Transcribe the records that follow in their entirety, omitting any pictures.

--- --- ---

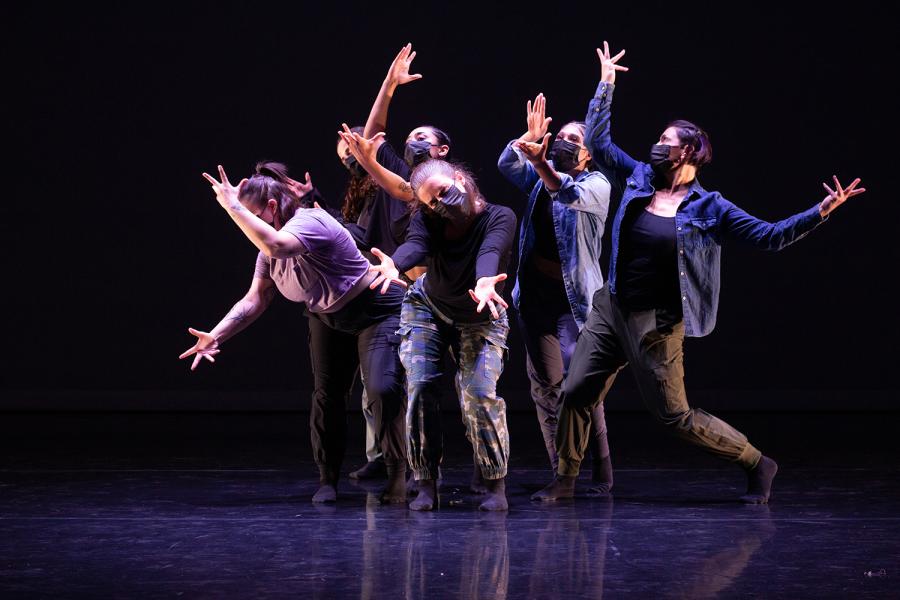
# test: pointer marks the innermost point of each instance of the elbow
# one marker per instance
(275, 250)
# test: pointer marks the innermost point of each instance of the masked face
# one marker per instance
(416, 152)
(353, 166)
(564, 155)
(453, 206)
(663, 157)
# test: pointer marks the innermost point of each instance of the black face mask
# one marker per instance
(659, 158)
(416, 152)
(454, 206)
(354, 167)
(564, 155)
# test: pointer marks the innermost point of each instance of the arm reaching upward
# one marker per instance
(398, 74)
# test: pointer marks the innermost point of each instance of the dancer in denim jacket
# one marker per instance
(559, 264)
(664, 285)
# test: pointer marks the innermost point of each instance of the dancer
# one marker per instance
(373, 218)
(307, 256)
(381, 161)
(559, 265)
(664, 285)
(422, 143)
(466, 243)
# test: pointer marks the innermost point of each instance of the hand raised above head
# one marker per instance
(608, 64)
(398, 73)
(225, 192)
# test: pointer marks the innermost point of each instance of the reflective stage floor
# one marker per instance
(218, 506)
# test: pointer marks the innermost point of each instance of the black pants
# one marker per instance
(363, 334)
(550, 332)
(651, 341)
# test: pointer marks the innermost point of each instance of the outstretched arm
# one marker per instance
(744, 227)
(365, 151)
(244, 312)
(597, 122)
(497, 243)
(271, 242)
(536, 154)
(398, 74)
(514, 163)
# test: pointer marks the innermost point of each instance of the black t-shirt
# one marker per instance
(454, 265)
(648, 253)
(384, 220)
(544, 233)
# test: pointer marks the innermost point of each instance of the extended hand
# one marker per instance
(206, 347)
(839, 195)
(608, 66)
(387, 272)
(535, 117)
(363, 149)
(398, 73)
(226, 194)
(535, 153)
(485, 294)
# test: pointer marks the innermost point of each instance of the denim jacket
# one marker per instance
(579, 211)
(703, 222)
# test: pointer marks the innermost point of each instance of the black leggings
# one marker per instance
(362, 334)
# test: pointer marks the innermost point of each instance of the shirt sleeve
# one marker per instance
(416, 247)
(262, 267)
(388, 158)
(516, 168)
(741, 226)
(590, 194)
(598, 139)
(497, 243)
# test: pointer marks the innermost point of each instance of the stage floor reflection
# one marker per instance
(218, 506)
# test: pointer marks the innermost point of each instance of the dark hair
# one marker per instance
(358, 190)
(691, 135)
(437, 166)
(271, 182)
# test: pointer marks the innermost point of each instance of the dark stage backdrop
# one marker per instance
(114, 245)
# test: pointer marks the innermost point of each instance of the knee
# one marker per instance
(676, 421)
(576, 393)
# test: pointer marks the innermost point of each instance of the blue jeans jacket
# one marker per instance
(703, 222)
(580, 207)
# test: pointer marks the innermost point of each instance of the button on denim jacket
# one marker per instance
(579, 211)
(704, 221)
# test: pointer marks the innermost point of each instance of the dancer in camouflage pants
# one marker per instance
(479, 349)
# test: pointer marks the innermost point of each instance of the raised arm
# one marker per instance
(398, 74)
(244, 312)
(365, 151)
(513, 163)
(741, 226)
(597, 122)
(271, 242)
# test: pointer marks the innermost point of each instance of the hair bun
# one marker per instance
(275, 170)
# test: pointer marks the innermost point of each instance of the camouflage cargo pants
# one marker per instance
(426, 335)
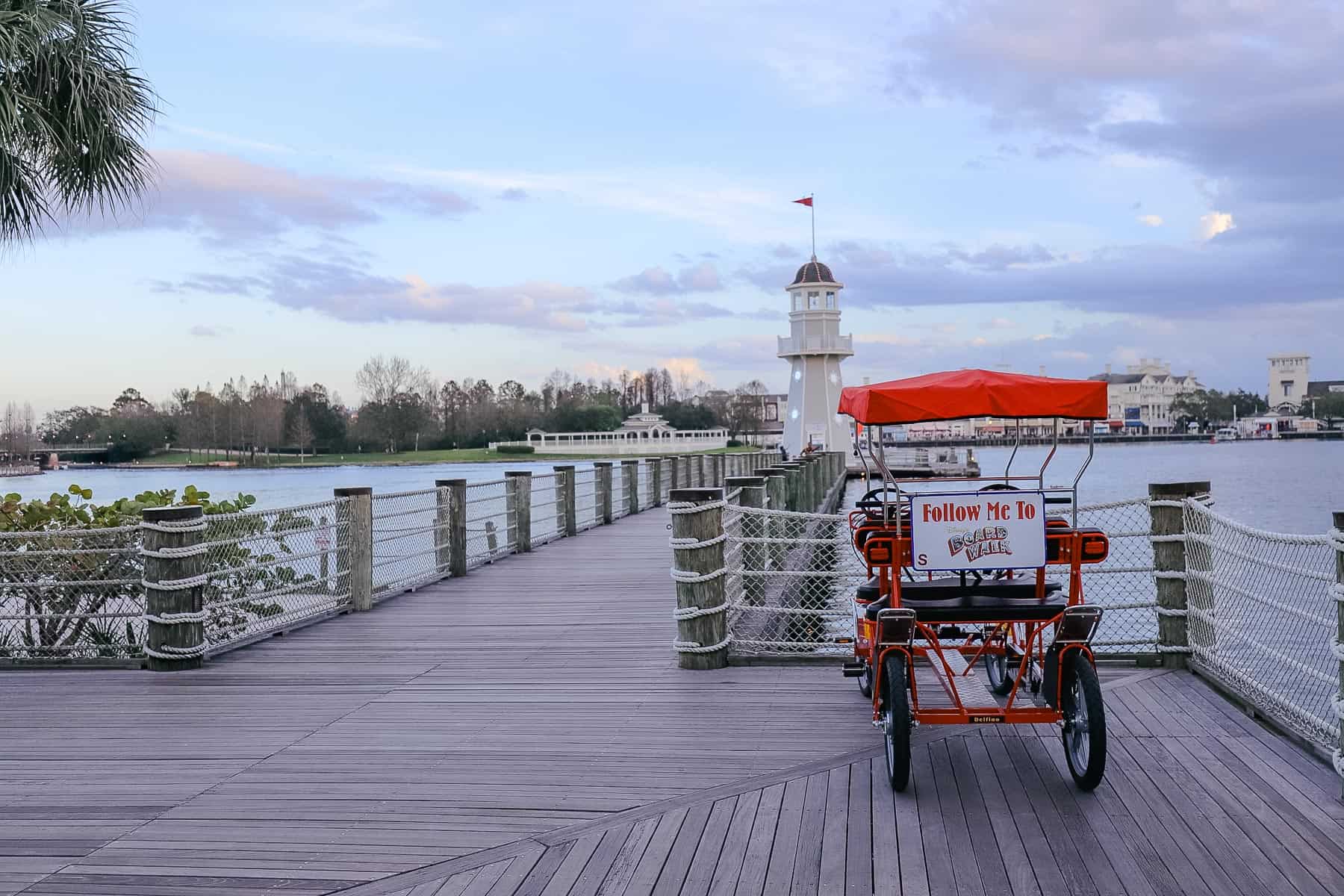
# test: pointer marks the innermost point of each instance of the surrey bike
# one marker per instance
(959, 575)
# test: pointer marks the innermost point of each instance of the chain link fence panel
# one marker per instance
(789, 582)
(1263, 618)
(269, 570)
(490, 524)
(410, 541)
(72, 594)
(547, 507)
(1122, 583)
(588, 512)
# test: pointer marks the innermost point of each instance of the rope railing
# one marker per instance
(81, 594)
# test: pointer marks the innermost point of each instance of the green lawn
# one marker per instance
(440, 455)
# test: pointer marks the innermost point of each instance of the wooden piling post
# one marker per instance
(356, 516)
(443, 527)
(456, 524)
(175, 613)
(519, 484)
(702, 638)
(753, 527)
(564, 499)
(631, 477)
(1169, 538)
(603, 482)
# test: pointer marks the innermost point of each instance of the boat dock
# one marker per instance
(526, 729)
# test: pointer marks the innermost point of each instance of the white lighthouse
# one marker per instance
(815, 349)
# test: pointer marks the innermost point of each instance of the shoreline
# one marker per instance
(1328, 435)
(515, 458)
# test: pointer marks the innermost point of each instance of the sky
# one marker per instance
(502, 190)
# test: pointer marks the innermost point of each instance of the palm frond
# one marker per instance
(73, 112)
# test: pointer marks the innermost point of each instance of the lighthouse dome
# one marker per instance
(813, 273)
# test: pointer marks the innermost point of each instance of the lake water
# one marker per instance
(1287, 487)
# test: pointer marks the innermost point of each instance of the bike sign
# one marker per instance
(981, 531)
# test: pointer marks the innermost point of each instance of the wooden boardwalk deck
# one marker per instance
(475, 738)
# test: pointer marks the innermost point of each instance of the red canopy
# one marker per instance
(960, 394)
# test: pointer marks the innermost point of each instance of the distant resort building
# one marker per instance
(1140, 399)
(1290, 388)
(643, 433)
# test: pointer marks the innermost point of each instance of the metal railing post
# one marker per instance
(702, 625)
(631, 477)
(792, 480)
(753, 527)
(603, 482)
(776, 499)
(1337, 543)
(456, 524)
(566, 499)
(172, 551)
(1167, 511)
(519, 484)
(656, 481)
(358, 514)
(443, 527)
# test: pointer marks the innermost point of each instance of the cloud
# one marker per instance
(1248, 92)
(226, 140)
(349, 292)
(687, 370)
(230, 200)
(656, 281)
(1061, 149)
(344, 287)
(1216, 223)
(358, 23)
(714, 200)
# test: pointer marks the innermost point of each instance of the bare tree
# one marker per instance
(302, 433)
(746, 410)
(382, 378)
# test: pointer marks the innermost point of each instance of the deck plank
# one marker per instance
(394, 754)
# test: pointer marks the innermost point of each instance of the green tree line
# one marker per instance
(402, 408)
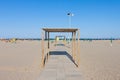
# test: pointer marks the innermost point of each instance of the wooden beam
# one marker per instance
(42, 47)
(48, 40)
(78, 50)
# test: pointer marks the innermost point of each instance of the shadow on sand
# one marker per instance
(63, 53)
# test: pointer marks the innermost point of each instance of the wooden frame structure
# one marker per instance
(75, 43)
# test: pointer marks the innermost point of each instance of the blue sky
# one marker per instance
(25, 18)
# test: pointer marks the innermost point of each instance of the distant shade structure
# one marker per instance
(70, 14)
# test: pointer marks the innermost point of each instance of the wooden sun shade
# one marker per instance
(60, 29)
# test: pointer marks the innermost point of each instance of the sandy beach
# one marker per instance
(98, 60)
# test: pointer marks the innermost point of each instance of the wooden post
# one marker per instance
(42, 47)
(48, 41)
(45, 35)
(78, 50)
(72, 45)
(75, 46)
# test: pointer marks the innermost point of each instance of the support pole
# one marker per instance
(42, 47)
(72, 45)
(48, 41)
(75, 46)
(78, 51)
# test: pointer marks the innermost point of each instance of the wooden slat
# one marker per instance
(60, 29)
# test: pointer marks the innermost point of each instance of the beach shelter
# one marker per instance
(75, 43)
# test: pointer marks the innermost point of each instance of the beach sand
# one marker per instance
(98, 60)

--- --- ---

The completed task:
# test: pointer marks the innermost point of each instance of the elbow
# one marker per instance
(275, 250)
# test: pointer marks the innermost point of each instance of the masked face
# one marker per instance
(416, 152)
(353, 166)
(564, 155)
(453, 206)
(663, 157)
# test: pointer marks the innermost point of each instance of the black face mask
# one marker per instance
(659, 158)
(416, 152)
(454, 206)
(354, 167)
(564, 155)
# test: pointer marks the innermost point of each instance of the arm reaching upward
# one marker per instance
(398, 74)
# test: pointer marks the innermost point of each instance of the dancer in denim jacket
# one marker per instance
(559, 264)
(664, 285)
# test: pointer marks the innermost point of each instance of the dancer
# one marker per instance
(373, 218)
(307, 256)
(381, 161)
(559, 265)
(664, 285)
(422, 143)
(466, 243)
# test: pointer marks the innermost point of each instance of the hand raised above head
# one marker per instance
(608, 64)
(398, 73)
(225, 192)
# test: pointer marks the innermost point of each instance of the reflective stage floor
# one marker per instance
(218, 506)
# test: pointer marks the innermost point of each instance of the black pants
# one marker per instance
(363, 334)
(550, 332)
(651, 341)
# test: pointer marks the innermost point of each instance of the outstretched arm
# one marker per instance
(744, 227)
(365, 151)
(244, 312)
(597, 122)
(497, 243)
(271, 242)
(536, 154)
(398, 74)
(514, 163)
# test: pointer marks the innermost point of each instance of the black t-shirt
# one marker per instance
(454, 265)
(648, 253)
(384, 220)
(544, 233)
# test: pointer marks the innermost point of each instance of the extended hand
# one marker per instance
(206, 347)
(839, 195)
(608, 66)
(387, 272)
(535, 117)
(363, 149)
(398, 73)
(226, 194)
(535, 153)
(485, 294)
# test: pointer marks the innermost point of each instance of the denim jacket
# one marker per instance
(579, 211)
(703, 222)
# test: pointer marks the innermost point of each instance of the black leggings
# one marker per instance
(362, 334)
# test: pointer marks the innermost point of each instance of the shirt sleeve
# one marker per instance
(416, 247)
(262, 267)
(388, 158)
(516, 168)
(741, 226)
(590, 194)
(598, 139)
(497, 243)
# test: pointer marks the innermost point of each instance of the stage floor reflection
# one marker per instance
(218, 506)
# test: pointer marks the innermost point of each instance of the dark hair
# one marker per instance
(358, 190)
(691, 135)
(437, 166)
(271, 182)
# test: pointer marks the innermost point of each instance of the dark stage backdrop
# one marker per instance
(114, 245)
# test: pointer marks the innermost point of each instance of the knee
# one marker per instance
(676, 421)
(576, 393)
# test: pointer marks the innermost point of each instance of the blue jeans jacket
# one marker per instance
(703, 222)
(580, 207)
# test: pointer marks the innermost point of each instance of the button on denim jacket
# one marker per instance
(579, 211)
(704, 221)
# test: pointer marks the innermost point of each instance of the dancer in camouflage pants
# one marker per instance
(479, 349)
# test: pointer marks the innermost point of each instance of the raised arm
# one marker per instance
(398, 74)
(244, 312)
(365, 151)
(513, 163)
(741, 226)
(597, 122)
(271, 242)
# test: pointer marks the innermost point of each instance of the hair bun
# one marker per instance
(275, 170)
# test: pointer marks the innermost point of each instance of the camouflage cargo pants
# one marker per instance
(426, 335)
# test: pointer marks the innermost point of each instance of the surrey bike
# one marker per instance
(959, 575)
# test: pointer marks the innermost point of each instance of the chain link fence panel
# one marker per instance
(789, 582)
(1263, 618)
(269, 570)
(490, 524)
(410, 541)
(72, 594)
(547, 507)
(1122, 583)
(588, 512)
# test: pointer marks the innermost point of each instance of the rope railing
# one marker per instance
(81, 594)
# test: pointer marks the innermost point of each instance of the green lawn
# one marker per instance
(440, 455)
# test: pointer marks the innermost point of each instance of the wooden piling post
# one marker per instance
(356, 516)
(443, 527)
(456, 524)
(175, 613)
(519, 484)
(702, 638)
(753, 527)
(564, 499)
(631, 477)
(1169, 538)
(603, 482)
# test: pointer marks the innermost point of each instance of the boat dock
# one marker per instance
(526, 729)
# test: pointer marks the innermost point of each instance of the white lighthouse
# one marker per instance
(815, 349)
# test: pointer marks the innermost point of each instance of the shoreline
# one marker per instance
(1328, 435)
(515, 458)
# test: pointer marks the innermost point of each instance of the sky
# one marker per instance
(502, 190)
# test: pointer marks the innermost point of each instance of the palm frond
# one marker per instance
(73, 112)
# test: pointer marks the innermost point of each instance of the lighthouse dome
# one marker per instance
(813, 273)
# test: pointer marks the innermost point of each instance of the lake water
# one marker per instance
(1287, 487)
# test: pointer marks the innermost point of each instance of the bike sign
# one marker per instance
(981, 531)
# test: pointer marks the innermost point of each instance of the wooden boardwalk deck
# one marker per instance
(475, 738)
# test: pointer marks the innermost point of each instance of the red canopy
# one marker per instance
(960, 394)
# test: pointer marks the innermost point of each instance of the distant resort building
# one marker per instance
(1140, 399)
(1290, 388)
(643, 433)
# test: pointer marks the innermost point of each instance of the metal railing post
# one marker per instance
(702, 625)
(631, 477)
(792, 480)
(753, 527)
(603, 482)
(776, 499)
(1337, 543)
(456, 524)
(566, 499)
(172, 551)
(1167, 511)
(519, 484)
(656, 481)
(358, 514)
(443, 527)
# test: pointer marks the innermost point of each instance of the cloud
# one marker per instance
(1248, 92)
(226, 140)
(349, 292)
(687, 370)
(230, 200)
(656, 281)
(1061, 149)
(344, 287)
(1216, 223)
(358, 23)
(714, 200)
# test: pointer marks the innermost point of each instance of the bare tree
# one marker per instance
(302, 433)
(746, 410)
(382, 378)
# test: pointer marks the innermost point of each instance of the deck plank
# one marker per instance
(394, 754)
# test: pointer marks the innermost point of each instance of the green tree line
# one marker per instance
(402, 408)
# test: pointer marks the innermost point of each instance of the wooden beam
# one marker per instance
(42, 47)
(48, 40)
(78, 50)
# test: pointer marks the innermost point of each instance of the shadow on sand
# one marker per instance
(63, 53)
# test: pointer marks the innermost point of each instance of the wooden frame structure
# one marker per instance
(75, 43)
# test: pointer marks the innermost point of each instance of the blue sky
# one marker per instance
(25, 18)
# test: pointer marks the innermost point of each instance of the distant shade structure
# one marker per instance
(70, 14)
# test: pointer marks the innermost point of each instance of the wooden sun shade
# one marker per instance
(60, 29)
# test: pointer marks the innermost point of each instance of the sandy beach
# one marker per instance
(98, 60)
# test: pointer marks the innermost point of each instance of the wooden post
# one marker per instance
(42, 47)
(48, 41)
(45, 35)
(78, 50)
(72, 45)
(75, 46)
# test: pointer marks the innermost point of each instance of the support pole
# one marker per instance
(42, 47)
(72, 45)
(48, 41)
(75, 46)
(78, 51)
# test: pointer marks the innermost point of each instance of the wooden slat
# one marker per instance
(60, 29)
# test: pointer marks the innermost point of each instance of the beach shelter
# one marker per instance
(75, 43)
# test: pointer marks the innermost point of each instance of the beach sand
# one marker per instance
(98, 60)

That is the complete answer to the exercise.